▸ What to work on
Rewrite the items below, putting "Target" in place of every "Query" and leaving everything else unchanged.
--------------------------------
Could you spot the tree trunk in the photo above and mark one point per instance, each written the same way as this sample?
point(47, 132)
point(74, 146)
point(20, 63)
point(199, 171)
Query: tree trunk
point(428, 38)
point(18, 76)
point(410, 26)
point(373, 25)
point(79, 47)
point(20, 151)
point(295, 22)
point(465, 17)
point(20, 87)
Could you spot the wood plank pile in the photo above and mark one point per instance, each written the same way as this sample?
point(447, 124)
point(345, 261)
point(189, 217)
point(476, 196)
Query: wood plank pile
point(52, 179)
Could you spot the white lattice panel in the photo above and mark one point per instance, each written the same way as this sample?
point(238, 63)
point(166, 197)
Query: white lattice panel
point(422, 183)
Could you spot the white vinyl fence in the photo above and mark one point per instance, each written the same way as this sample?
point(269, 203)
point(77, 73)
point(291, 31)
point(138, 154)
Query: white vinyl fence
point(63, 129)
--------------------------------
▸ The response
Could you spot the tree trunk in the photo above and mark one point per instance, each written the same way as this sample?
point(47, 132)
point(74, 146)
point(20, 63)
point(199, 171)
Target: tree trunk
point(428, 38)
point(18, 76)
point(410, 26)
point(373, 25)
point(79, 47)
point(20, 151)
point(295, 22)
point(465, 17)
point(20, 87)
Could you spot the wood plank pile in the photo above and mark one point per instance, each written the same way as this sample?
point(447, 124)
point(345, 261)
point(189, 217)
point(476, 196)
Target: wood plank pile
point(52, 179)
Could you spot the white lattice panel in the photo above and mark one point per instance, each written the same way as this sample?
point(238, 63)
point(166, 197)
Target: white lattice panel
point(422, 183)
Could you spot the white vinyl fence in the photo above and mark one point per instance, each written the same way as this sample?
point(269, 203)
point(77, 73)
point(291, 31)
point(138, 154)
Target: white vinyl fence
point(63, 129)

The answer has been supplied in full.